### Extracted text
On Wednesday evening I went along to St Patrick's in Soho Square for Father Tim Finigan's talk entititled 'Humanae Vitae-a challenge to the culture'. If you haven't been to St Patrick's before I recommend a visit-it is one of London's most historically important Catholic churches. A beautiful building which resembles a Baroque Austrian or Italian church, it is also the 'mother church' (if you like) of the School of Evangelisation, and is an oasis of peace and charity in a troubled part of London.
There were quite a number of young (and one or two not quite so young) Catholics gathered in a fairly small room upstairs, leaving standing room only, and quite a few had to listen from outside. Fr Finigan had put together his talk very well with a powerpoint presentation, and demonstrated great articulacy and pastoral sensitivity, as well as a good sense of humour.
I will not reproduce my entire notes from Fr Tim's talk (namely because I don't have his permission to do so), so I'll give you a brief overview and emphasise a few points.
(NB-this is only an unofficial overview, and not by any means a word-for-word account. If there is any mistake then it is on my part and not on Fr Tim's. If you have any disagreements then please don't go and leave them on his blog, but leave your comments here)
Fr Tim pointed out that when writing Humanae Vitae, Paul VI was primarily addressing the question of contraception by married couples, whereas nowadays it is used vastly outside of marriage. His (Fr Finigan's) portayal of how much society in Britain has been transformed into what he described as a 'culture of lust' was depressingly accurate, highlighting how sex is viewed by many as either solely an expression of love, or as a dose of harmless fun. As a result, the procreation of children has been removed from the equation. As a consequence of this outlook, there has been a massive corruption of love, and a significant increase in the number of abortions.
One of the most telling symptoms of this cultural shift has been the attitude of many (especially in the government) towards sex education. In the face of the fact that Britain has more teenage pregnancies than any other country in Europe, a policy of "we're not providing adequate sex education and adequate information about avoiding pregnancies therefore we must do more" has been adopted-with worse consequences. The fact that condoms are not 100% effective is more or less ignored by a worrying number of people.
Fr Tim then reminded us of Christ and the Church's vision of love and of the need for a genuine 'cultural revolution'. People must recognise that they are not animals, recognise the spiritual side of love, and thus see genuine love as a loving concern for the other. Catholic teaching offers a deeper and more profound vision of love and marriage than that which our culture does, especially in its recognising of the grace which marriage offers.
As I said, this is only a brief overview of the talk, so I apologise to Fr Tim if I have missed out large sections or in anyway presented an inaccurate report. At any rate, it went down very well with the people gathered there. After a few questions and answers, the front of the room was given a quick transformation and prepared for a few minutes of Adoration of the Blessed Sacrament. Afterwards a few stayed on for a little more talking and socialising. Altogether, a highly edifying evening. If you are able to go to any of the other talks in the series, I am sure they will be worth attending.
Providentially (I think at least), the next day I dropped into a church library and came across a book entitled The Encyclical Humanae Vitae-A sign of contradiction by the late philosopher Dietrich von Hildebrand (RIP). I haven't read much yet, but it looks like an excellent essay, and prompted me to read the encyclical itself last night. Again, it's recommended!

### Raw data
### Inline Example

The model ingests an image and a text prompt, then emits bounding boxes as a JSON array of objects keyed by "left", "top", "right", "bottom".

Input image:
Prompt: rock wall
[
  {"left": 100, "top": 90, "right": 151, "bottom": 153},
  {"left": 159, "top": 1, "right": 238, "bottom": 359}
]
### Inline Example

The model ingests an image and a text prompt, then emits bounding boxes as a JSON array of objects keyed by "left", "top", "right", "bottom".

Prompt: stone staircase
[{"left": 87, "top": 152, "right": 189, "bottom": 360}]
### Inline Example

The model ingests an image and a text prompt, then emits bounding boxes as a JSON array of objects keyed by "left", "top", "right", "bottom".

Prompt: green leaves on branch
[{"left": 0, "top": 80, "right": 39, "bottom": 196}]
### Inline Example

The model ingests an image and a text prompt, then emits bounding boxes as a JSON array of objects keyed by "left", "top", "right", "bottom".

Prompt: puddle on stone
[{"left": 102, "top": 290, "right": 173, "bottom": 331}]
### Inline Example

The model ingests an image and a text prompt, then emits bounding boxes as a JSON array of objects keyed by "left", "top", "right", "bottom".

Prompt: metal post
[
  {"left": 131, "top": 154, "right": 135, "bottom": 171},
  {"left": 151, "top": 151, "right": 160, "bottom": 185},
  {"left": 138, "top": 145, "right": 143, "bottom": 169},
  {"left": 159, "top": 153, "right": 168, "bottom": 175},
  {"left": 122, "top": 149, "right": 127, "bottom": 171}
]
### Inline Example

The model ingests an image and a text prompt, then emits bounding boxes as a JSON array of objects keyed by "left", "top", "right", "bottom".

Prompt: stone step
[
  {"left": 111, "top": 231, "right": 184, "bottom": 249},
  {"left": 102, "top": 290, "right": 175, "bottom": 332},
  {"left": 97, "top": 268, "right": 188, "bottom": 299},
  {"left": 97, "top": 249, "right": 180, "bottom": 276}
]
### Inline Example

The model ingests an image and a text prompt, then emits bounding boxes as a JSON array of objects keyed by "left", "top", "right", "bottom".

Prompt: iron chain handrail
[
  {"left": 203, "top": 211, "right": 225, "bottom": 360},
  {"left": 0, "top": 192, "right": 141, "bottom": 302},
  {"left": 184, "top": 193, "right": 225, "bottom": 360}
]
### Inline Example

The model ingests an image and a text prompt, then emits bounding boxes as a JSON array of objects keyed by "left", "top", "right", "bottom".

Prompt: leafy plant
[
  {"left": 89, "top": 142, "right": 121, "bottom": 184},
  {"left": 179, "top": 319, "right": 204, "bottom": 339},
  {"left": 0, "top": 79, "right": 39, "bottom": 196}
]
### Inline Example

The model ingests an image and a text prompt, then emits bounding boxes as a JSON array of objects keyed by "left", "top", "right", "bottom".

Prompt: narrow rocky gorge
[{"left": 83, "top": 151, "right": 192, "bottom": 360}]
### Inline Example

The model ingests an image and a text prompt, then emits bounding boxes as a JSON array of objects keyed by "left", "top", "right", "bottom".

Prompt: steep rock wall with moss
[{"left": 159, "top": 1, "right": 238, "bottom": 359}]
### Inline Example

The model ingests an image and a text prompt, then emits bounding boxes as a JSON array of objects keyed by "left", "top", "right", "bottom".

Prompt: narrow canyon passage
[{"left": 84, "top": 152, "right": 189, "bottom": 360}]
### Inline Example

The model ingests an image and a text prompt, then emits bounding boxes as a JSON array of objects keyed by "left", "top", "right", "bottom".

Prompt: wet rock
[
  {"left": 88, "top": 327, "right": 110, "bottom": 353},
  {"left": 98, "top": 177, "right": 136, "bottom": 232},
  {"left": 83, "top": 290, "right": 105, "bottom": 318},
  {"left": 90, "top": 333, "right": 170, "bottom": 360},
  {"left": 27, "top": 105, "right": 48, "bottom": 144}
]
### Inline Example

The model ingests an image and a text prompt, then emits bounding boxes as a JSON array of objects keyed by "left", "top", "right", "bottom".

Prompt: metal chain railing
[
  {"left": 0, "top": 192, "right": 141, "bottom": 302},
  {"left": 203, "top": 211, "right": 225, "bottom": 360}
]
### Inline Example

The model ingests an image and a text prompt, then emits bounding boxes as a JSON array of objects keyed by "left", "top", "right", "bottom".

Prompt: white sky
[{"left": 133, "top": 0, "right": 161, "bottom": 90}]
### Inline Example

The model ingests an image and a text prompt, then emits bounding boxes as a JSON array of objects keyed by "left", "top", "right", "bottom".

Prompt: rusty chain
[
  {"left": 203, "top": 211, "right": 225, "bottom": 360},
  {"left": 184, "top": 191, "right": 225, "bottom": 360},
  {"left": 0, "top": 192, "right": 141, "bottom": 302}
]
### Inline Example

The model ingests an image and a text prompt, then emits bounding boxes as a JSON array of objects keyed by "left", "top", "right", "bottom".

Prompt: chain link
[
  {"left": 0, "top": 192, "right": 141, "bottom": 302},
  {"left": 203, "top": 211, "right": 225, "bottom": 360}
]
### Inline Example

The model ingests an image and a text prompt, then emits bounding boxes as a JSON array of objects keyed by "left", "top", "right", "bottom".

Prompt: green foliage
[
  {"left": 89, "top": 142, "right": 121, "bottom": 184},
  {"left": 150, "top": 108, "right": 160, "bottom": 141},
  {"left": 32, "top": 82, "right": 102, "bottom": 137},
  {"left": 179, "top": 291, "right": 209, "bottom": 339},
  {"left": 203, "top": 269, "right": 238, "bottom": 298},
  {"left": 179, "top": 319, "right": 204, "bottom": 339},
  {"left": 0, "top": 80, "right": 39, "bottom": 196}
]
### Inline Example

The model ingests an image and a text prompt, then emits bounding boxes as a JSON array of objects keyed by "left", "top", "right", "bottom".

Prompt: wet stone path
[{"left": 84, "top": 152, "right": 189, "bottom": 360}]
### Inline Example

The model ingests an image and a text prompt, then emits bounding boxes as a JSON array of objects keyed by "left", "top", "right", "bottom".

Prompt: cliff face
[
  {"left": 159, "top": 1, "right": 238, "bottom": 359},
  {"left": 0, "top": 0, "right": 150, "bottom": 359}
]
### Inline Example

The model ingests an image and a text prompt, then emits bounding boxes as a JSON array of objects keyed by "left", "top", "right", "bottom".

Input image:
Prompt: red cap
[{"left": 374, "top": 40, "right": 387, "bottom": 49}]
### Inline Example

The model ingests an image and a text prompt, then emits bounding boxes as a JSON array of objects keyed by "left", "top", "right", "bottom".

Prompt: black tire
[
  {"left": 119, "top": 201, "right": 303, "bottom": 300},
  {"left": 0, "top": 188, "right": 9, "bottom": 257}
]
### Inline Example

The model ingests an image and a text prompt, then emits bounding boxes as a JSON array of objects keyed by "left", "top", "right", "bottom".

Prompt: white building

### Prompt
In the account of the Humanae Vitae talk, which book did the writer come across in a church library the next day? The records come from a separate source and have no connection to the account of the talk.

### Exercise result
The Encyclical Humanae Vitae-A sign of contradiction by Dietrich von Hildebrand.